What to do: Will you restate verbatim the lines running from the line with "Please put a point on each instance of the tree" to the end of the data, leaving out everything else?

Extracted entries:
━━━

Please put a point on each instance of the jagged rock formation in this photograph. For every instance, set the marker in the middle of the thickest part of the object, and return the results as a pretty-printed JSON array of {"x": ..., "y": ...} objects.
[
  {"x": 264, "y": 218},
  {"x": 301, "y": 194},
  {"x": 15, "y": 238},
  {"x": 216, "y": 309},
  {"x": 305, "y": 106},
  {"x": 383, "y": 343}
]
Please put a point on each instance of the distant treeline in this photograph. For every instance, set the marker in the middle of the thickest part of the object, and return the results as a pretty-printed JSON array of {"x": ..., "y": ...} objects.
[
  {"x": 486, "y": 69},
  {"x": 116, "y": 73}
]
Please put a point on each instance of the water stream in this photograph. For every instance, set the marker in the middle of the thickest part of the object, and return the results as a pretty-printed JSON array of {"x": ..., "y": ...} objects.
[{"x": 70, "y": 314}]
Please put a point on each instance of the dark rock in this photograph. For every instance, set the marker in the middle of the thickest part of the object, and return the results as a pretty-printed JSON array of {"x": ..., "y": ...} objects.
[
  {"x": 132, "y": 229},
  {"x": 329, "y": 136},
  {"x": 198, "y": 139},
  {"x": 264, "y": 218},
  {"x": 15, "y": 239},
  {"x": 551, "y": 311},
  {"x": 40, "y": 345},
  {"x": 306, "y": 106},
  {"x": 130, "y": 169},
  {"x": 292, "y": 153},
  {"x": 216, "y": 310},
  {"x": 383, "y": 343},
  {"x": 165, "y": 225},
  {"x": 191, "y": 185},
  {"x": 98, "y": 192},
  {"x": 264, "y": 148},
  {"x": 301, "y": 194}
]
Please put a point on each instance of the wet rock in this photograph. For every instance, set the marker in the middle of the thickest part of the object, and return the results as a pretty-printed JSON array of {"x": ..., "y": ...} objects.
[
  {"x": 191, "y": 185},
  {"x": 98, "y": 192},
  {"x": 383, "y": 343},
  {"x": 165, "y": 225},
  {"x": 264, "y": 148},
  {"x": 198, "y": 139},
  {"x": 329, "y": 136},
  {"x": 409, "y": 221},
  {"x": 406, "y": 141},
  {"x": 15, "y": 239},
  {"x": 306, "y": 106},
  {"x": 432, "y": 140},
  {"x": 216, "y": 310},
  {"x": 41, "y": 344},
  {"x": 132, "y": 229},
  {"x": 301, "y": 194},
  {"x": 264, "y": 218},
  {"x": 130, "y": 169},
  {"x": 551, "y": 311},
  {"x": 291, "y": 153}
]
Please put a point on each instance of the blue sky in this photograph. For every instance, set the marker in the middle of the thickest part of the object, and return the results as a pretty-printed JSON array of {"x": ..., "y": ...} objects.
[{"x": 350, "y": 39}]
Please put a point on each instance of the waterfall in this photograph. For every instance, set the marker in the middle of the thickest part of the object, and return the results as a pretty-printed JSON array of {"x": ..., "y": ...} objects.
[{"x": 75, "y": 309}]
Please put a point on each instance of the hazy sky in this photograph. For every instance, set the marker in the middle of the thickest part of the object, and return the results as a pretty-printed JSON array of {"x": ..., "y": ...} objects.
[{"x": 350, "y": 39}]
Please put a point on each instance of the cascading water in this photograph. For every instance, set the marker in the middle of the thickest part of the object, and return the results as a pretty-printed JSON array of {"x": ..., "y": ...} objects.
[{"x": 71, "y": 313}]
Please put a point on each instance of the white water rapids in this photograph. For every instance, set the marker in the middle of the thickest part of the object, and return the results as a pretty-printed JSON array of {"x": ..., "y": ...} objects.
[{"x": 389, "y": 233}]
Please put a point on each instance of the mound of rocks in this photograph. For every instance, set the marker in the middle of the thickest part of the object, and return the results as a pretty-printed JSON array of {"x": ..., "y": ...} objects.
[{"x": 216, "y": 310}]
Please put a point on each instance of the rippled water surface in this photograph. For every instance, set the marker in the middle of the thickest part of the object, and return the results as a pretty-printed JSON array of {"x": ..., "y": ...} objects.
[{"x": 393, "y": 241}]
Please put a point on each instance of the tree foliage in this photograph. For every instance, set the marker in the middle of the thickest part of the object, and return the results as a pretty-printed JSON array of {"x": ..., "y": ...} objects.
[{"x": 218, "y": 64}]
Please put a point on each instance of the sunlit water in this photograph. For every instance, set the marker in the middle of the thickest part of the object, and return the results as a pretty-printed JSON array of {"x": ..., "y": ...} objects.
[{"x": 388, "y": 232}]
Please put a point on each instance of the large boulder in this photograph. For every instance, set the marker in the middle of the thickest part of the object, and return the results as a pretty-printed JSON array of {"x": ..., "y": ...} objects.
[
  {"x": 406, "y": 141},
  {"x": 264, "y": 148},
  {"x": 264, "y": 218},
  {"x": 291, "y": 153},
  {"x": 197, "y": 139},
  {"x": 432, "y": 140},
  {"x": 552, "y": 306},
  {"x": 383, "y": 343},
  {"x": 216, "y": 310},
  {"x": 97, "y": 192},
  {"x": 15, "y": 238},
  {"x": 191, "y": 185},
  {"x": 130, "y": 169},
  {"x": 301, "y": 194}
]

━━━

Written answer:
Please put a point on each instance of the tree foliage in this photograph. For every instance, set the marker in the middle of the thickest part of the object, and return the results as a pretty-printed JSON array of {"x": ..., "y": ...} objects.
[{"x": 218, "y": 64}]
Please put a point on each instance of the sunlit water in this photograph. For every instance, set the marker in the middle of the thickest part of the object, and return the results as a pretty-printed JSON array of {"x": ..., "y": ...} objects.
[{"x": 388, "y": 232}]
Please put a point on each instance of the large boulder in this photograph. For every instance, set the marker in the middle of the thickest part of the object, and return the results as a pretty-printed JSON array of {"x": ..., "y": ...} objects.
[
  {"x": 406, "y": 141},
  {"x": 264, "y": 148},
  {"x": 264, "y": 218},
  {"x": 291, "y": 153},
  {"x": 197, "y": 139},
  {"x": 432, "y": 140},
  {"x": 552, "y": 306},
  {"x": 383, "y": 343},
  {"x": 216, "y": 310},
  {"x": 97, "y": 192},
  {"x": 15, "y": 238},
  {"x": 191, "y": 185},
  {"x": 130, "y": 169},
  {"x": 301, "y": 194}
]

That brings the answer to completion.